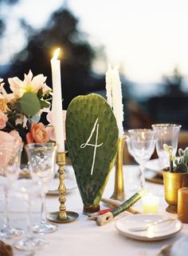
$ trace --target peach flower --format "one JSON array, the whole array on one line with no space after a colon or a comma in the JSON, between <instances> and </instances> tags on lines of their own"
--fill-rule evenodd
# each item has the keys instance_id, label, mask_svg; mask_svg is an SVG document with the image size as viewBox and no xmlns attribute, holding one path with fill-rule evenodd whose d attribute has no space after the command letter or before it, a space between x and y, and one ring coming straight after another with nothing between
<instances>
[{"instance_id":1,"label":"peach flower","mask_svg":"<svg viewBox=\"0 0 188 256\"><path fill-rule=\"evenodd\" d=\"M20 142L22 142L22 138L20 137L18 131L17 131L16 130L11 130L9 134L14 138L18 139Z\"/></svg>"},{"instance_id":2,"label":"peach flower","mask_svg":"<svg viewBox=\"0 0 188 256\"><path fill-rule=\"evenodd\" d=\"M0 174L5 175L5 166L13 154L16 152L15 138L10 134L0 130ZM14 150L15 149L15 150Z\"/></svg>"},{"instance_id":3,"label":"peach flower","mask_svg":"<svg viewBox=\"0 0 188 256\"><path fill-rule=\"evenodd\" d=\"M0 129L6 127L6 123L8 121L8 118L6 114L0 112Z\"/></svg>"},{"instance_id":4,"label":"peach flower","mask_svg":"<svg viewBox=\"0 0 188 256\"><path fill-rule=\"evenodd\" d=\"M42 122L33 122L30 132L26 134L28 143L45 143L49 140L49 135Z\"/></svg>"}]
</instances>

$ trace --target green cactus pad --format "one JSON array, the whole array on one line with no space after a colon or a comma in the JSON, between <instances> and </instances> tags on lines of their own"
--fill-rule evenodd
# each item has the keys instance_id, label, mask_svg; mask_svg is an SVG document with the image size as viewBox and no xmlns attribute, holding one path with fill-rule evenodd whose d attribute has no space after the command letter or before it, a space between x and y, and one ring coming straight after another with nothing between
<instances>
[{"instance_id":1,"label":"green cactus pad","mask_svg":"<svg viewBox=\"0 0 188 256\"><path fill-rule=\"evenodd\" d=\"M188 167L185 163L178 164L174 170L174 173L187 173Z\"/></svg>"},{"instance_id":2,"label":"green cactus pad","mask_svg":"<svg viewBox=\"0 0 188 256\"><path fill-rule=\"evenodd\" d=\"M116 121L103 97L92 94L71 102L67 110L66 139L84 206L97 206L118 148ZM94 158L96 144L99 146Z\"/></svg>"}]
</instances>

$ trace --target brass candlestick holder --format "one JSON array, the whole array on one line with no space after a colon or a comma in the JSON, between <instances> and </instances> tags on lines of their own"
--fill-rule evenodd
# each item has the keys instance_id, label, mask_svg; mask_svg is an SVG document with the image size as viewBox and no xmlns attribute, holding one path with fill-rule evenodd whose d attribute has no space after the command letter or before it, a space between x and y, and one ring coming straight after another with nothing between
<instances>
[{"instance_id":1,"label":"brass candlestick holder","mask_svg":"<svg viewBox=\"0 0 188 256\"><path fill-rule=\"evenodd\" d=\"M47 218L53 222L57 223L67 223L76 220L78 218L78 214L73 211L67 211L65 207L65 194L66 194L66 188L64 183L64 166L66 163L66 158L65 158L66 152L57 153L57 163L59 166L59 179L60 179L60 185L58 187L59 192L59 202L60 202L60 207L59 211L50 213L47 215Z\"/></svg>"},{"instance_id":2,"label":"brass candlestick holder","mask_svg":"<svg viewBox=\"0 0 188 256\"><path fill-rule=\"evenodd\" d=\"M111 198L125 201L126 195L124 193L123 174L123 151L125 143L125 137L119 138L118 139L118 151L116 156L116 172L115 172L115 186L114 193Z\"/></svg>"}]
</instances>

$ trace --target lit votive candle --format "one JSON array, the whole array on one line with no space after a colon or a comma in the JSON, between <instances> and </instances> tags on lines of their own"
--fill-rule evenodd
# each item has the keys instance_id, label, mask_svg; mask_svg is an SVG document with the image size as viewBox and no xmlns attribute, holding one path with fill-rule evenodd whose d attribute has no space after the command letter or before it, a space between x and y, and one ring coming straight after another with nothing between
<instances>
[{"instance_id":1,"label":"lit votive candle","mask_svg":"<svg viewBox=\"0 0 188 256\"><path fill-rule=\"evenodd\" d=\"M188 223L188 187L178 190L178 218L182 223Z\"/></svg>"},{"instance_id":2,"label":"lit votive candle","mask_svg":"<svg viewBox=\"0 0 188 256\"><path fill-rule=\"evenodd\" d=\"M152 194L147 194L142 198L143 214L157 214L159 198Z\"/></svg>"}]
</instances>

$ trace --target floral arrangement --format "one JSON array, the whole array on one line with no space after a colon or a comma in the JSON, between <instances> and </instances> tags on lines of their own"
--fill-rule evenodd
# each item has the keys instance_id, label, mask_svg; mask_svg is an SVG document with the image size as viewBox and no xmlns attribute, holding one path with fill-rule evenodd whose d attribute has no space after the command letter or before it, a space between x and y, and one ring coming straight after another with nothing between
<instances>
[{"instance_id":1,"label":"floral arrangement","mask_svg":"<svg viewBox=\"0 0 188 256\"><path fill-rule=\"evenodd\" d=\"M23 142L45 143L53 135L51 118L49 126L40 122L43 112L49 112L52 90L45 84L43 74L33 76L31 70L24 80L8 78L11 93L4 88L0 78L0 130L17 137ZM48 120L48 114L46 116ZM54 139L54 138L53 138Z\"/></svg>"},{"instance_id":2,"label":"floral arrangement","mask_svg":"<svg viewBox=\"0 0 188 256\"><path fill-rule=\"evenodd\" d=\"M170 171L172 173L188 173L188 147L184 150L181 148L178 149L179 157L178 158L173 155L171 146L164 144L163 148L169 157ZM174 166L174 162L175 166Z\"/></svg>"}]
</instances>

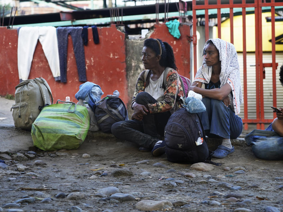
----------------
Task to complete:
Rewrite every row above with "trace" swapped for "outline" and nothing else changed, leaving out the pictures.

Response to this exercise:
$ outline --target peach flower --format "one JSON array, the whole array on one line with no space after a colon or a comma in the JSON, between <instances> and </instances> tags on lines of their own"
--fill-rule evenodd
# each item has the keys instance_id, label, mask_svg; mask_svg is an SVG document with the image size as viewBox and no xmlns attribute, holding one path with fill-rule evenodd whose d attribute has no space after the command letter or before it, a space between x and y, and one ring coming straight after another with nothing between
<instances>
[{"instance_id":1,"label":"peach flower","mask_svg":"<svg viewBox=\"0 0 188 256\"><path fill-rule=\"evenodd\" d=\"M20 142L22 142L22 138L20 137L18 131L17 131L16 130L11 130L9 134L14 138L18 139Z\"/></svg>"},{"instance_id":2,"label":"peach flower","mask_svg":"<svg viewBox=\"0 0 188 256\"><path fill-rule=\"evenodd\" d=\"M0 174L5 175L5 166L13 154L16 152L15 138L10 134L0 130ZM14 150L15 149L15 150Z\"/></svg>"},{"instance_id":3,"label":"peach flower","mask_svg":"<svg viewBox=\"0 0 188 256\"><path fill-rule=\"evenodd\" d=\"M0 129L6 127L6 123L8 121L8 118L6 114L0 112Z\"/></svg>"},{"instance_id":4,"label":"peach flower","mask_svg":"<svg viewBox=\"0 0 188 256\"><path fill-rule=\"evenodd\" d=\"M42 122L33 122L30 132L26 134L28 143L45 143L49 140L49 135Z\"/></svg>"}]
</instances>

$ outline --target green cactus pad --format "one JSON array, the whole array on one line with no space after a colon or a comma in the JSON, between <instances> and </instances> tags on lines of their own"
--fill-rule evenodd
# each item has the keys instance_id, label, mask_svg; mask_svg is an SVG document with the image size as viewBox and no xmlns attribute, holding one path with fill-rule evenodd whose d attribute has no space after the command letter or before it, a space between x and y, and one ring coming straight after another with nothing between
<instances>
[{"instance_id":1,"label":"green cactus pad","mask_svg":"<svg viewBox=\"0 0 188 256\"><path fill-rule=\"evenodd\" d=\"M188 167L185 163L178 164L174 170L174 173L187 173Z\"/></svg>"},{"instance_id":2,"label":"green cactus pad","mask_svg":"<svg viewBox=\"0 0 188 256\"><path fill-rule=\"evenodd\" d=\"M116 121L103 97L92 94L71 102L67 110L66 139L84 206L97 206L118 148ZM94 158L96 144L99 146Z\"/></svg>"}]
</instances>

$ outline --target brass candlestick holder --format "one JSON array, the whole array on one line with no space after a colon or a comma in the JSON, between <instances> and </instances> tags on lines of their own"
--fill-rule evenodd
# each item has the keys instance_id, label, mask_svg; mask_svg is an SVG document with the image size as viewBox and no xmlns attribute, holding one path with fill-rule evenodd whose d attribute has no space after the command letter or before it, a space between x and y, and one ring coming straight after another with nothing between
<instances>
[{"instance_id":1,"label":"brass candlestick holder","mask_svg":"<svg viewBox=\"0 0 188 256\"><path fill-rule=\"evenodd\" d=\"M47 218L53 222L57 223L67 223L76 220L78 218L78 214L73 211L67 211L65 207L65 194L66 194L66 188L64 183L64 166L66 163L66 158L65 158L66 152L57 153L57 163L59 166L59 179L60 179L60 185L58 187L59 192L59 202L60 202L60 207L59 211L50 213L47 215Z\"/></svg>"},{"instance_id":2,"label":"brass candlestick holder","mask_svg":"<svg viewBox=\"0 0 188 256\"><path fill-rule=\"evenodd\" d=\"M111 198L125 201L126 195L124 193L123 174L123 151L125 143L125 137L119 138L118 139L118 151L116 156L116 172L115 172L115 186L114 193Z\"/></svg>"}]
</instances>

$ outline --target lit votive candle --format "one JSON array, the whole array on one line with no space after a colon or a comma in the JSON, between <instances> and </instances> tags on lines of their own"
--fill-rule evenodd
# each item has the keys instance_id, label, mask_svg; mask_svg is an SVG document with the image size as viewBox and no xmlns attribute, holding one path with fill-rule evenodd whose d attribute has no space after the command letter or before it, a space between x and y, and one ring coming straight after another with nothing between
<instances>
[{"instance_id":1,"label":"lit votive candle","mask_svg":"<svg viewBox=\"0 0 188 256\"><path fill-rule=\"evenodd\" d=\"M188 223L188 187L178 190L178 218L182 223Z\"/></svg>"},{"instance_id":2,"label":"lit votive candle","mask_svg":"<svg viewBox=\"0 0 188 256\"><path fill-rule=\"evenodd\" d=\"M152 194L147 194L142 198L143 214L157 214L159 198Z\"/></svg>"}]
</instances>

$ outline --target floral arrangement --format "one JSON array, the whole array on one line with no space after a colon or a comma in the JSON, between <instances> and </instances> tags on lines of their own"
--fill-rule evenodd
# each item has the keys instance_id, label, mask_svg; mask_svg is an SVG document with the image size as viewBox and no xmlns attribute, holding one path with fill-rule evenodd whose d attribute has no space after the command letter or before it, a space between x and y, and one ring coming straight after another with nothing between
<instances>
[{"instance_id":1,"label":"floral arrangement","mask_svg":"<svg viewBox=\"0 0 188 256\"><path fill-rule=\"evenodd\" d=\"M23 142L45 143L53 135L51 118L49 126L40 122L43 112L49 112L52 90L45 84L43 74L33 76L31 70L24 80L8 78L11 93L4 88L0 78L0 130L17 137ZM48 120L48 114L46 116ZM54 139L54 138L53 138Z\"/></svg>"},{"instance_id":2,"label":"floral arrangement","mask_svg":"<svg viewBox=\"0 0 188 256\"><path fill-rule=\"evenodd\" d=\"M170 171L172 173L188 173L188 147L184 150L181 148L178 149L179 157L178 158L173 155L171 146L164 144L163 148L169 157ZM174 166L174 162L175 166Z\"/></svg>"}]
</instances>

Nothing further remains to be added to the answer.